Given problem 1:
Answer these questions using the Flink mailing list thread below. Mark each answer with the same letter as its question.
(a) Which version of Flink is Jürgen's team using?
(b) Which method does Piotr Nowojski suggest might be worth adding?
(c) Which operator does Piotr Nowojski say could be copied and modified as a workaround?

Document text:
You are viewing a plain text version of this content. The canonical link for it is here.
Posted to user@flink.apache.org by Jürgen Thomann <ju...@innogames.com> on 2018/02/02 14:24:04 UTC

Getting Key from keyBy() in ProcessFunction

Hi,

I'm currently using a ProcessFunction after a keyBy() and can't find a 
way to get the key. I'm currently storing it in a ValueState<String> 
within processElement and set it all the time, so that I can access it 
in onTimer(). Is there a better way to get the key? We are using Flink 
1.3 at the moment.

Best,
Jürgen

Re: Getting Key from keyBy() in ProcessFunction

Posted by Piotr Nowojski <pi...@data-artisans.com>.
I think now it’s not easily possible, however it might be a valid suggestion to add `OnTimerContext#getCurrentKey()` method. 

Besides using ValueState as you discussed before, as a some kind of a walk around you could copy and modify KeyedProcessOperator to suits your needs, but this would be more complicated.

Piotrek

> On 4 Feb 2018, at 20:36, Ken Krugler <kk...@transpac.com> wrote:
> 
> Hi Jürgen,
> 
> That makes sense to me.
> 
> Anyone from the Flink team want to comment on (a) if there is a way to get the current key in the timer callback without using an explicit ValueState that’s maintained in the processElement() method, and (b) if not, whether that could be added to the context?

Material supplied:
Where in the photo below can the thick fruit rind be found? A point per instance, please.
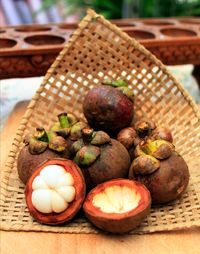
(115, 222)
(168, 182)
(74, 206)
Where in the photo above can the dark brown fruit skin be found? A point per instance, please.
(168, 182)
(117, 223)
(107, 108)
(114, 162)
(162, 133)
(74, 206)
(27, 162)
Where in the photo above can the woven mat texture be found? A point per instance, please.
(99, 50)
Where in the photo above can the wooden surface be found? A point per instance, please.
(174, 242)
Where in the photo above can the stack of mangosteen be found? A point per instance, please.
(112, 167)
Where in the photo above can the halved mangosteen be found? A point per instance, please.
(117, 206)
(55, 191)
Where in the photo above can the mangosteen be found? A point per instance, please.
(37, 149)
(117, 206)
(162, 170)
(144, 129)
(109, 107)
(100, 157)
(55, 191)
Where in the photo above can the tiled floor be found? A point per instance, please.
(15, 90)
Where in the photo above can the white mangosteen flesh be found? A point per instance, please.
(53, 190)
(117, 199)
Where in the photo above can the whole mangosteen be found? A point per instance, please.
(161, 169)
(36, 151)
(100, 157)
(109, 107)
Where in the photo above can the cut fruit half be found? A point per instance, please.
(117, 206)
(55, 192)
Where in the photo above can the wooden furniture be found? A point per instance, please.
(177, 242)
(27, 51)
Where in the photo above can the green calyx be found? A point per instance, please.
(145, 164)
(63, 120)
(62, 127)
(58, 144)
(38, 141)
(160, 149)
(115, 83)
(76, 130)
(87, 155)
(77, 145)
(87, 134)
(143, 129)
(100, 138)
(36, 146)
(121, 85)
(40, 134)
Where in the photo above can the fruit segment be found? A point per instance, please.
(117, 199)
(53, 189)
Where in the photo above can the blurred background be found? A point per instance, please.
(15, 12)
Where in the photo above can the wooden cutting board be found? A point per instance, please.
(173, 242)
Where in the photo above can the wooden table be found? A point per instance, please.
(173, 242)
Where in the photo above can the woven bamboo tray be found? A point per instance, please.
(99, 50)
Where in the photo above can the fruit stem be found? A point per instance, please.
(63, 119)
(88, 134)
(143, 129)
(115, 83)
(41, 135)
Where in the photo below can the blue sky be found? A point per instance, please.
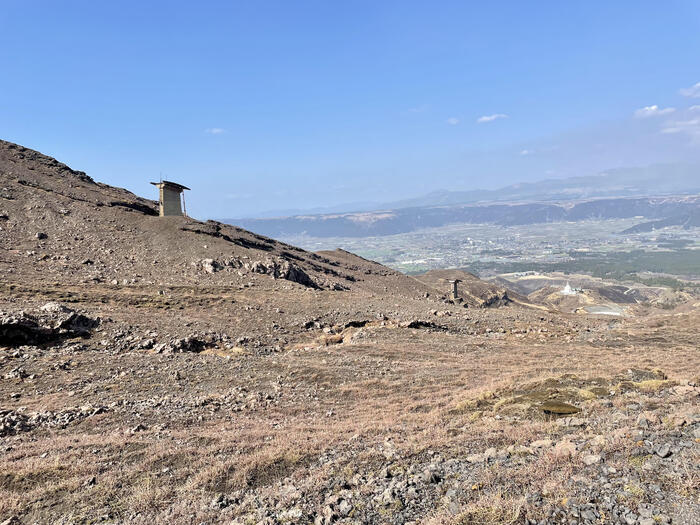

==

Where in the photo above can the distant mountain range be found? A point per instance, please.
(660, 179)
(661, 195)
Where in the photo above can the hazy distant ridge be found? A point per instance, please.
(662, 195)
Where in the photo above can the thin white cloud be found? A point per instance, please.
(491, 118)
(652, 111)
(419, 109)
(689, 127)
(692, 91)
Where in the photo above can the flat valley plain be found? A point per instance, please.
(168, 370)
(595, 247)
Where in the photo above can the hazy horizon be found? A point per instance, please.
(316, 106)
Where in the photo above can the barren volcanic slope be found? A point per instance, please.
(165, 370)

Given problem 2:
Gather every line of the records above that contains the word "distant". Case counts.

Full response 1:
(a) Flink 1.3
(b) `OnTimerContext#getCurrentKey()`
(c) KeyedProcessOperator</t1>

Full response 2:
Where in the photo above can the distant mountain range be found? A point per instance, please.
Where in the photo above can the hazy distant ridge be found? A point per instance, please.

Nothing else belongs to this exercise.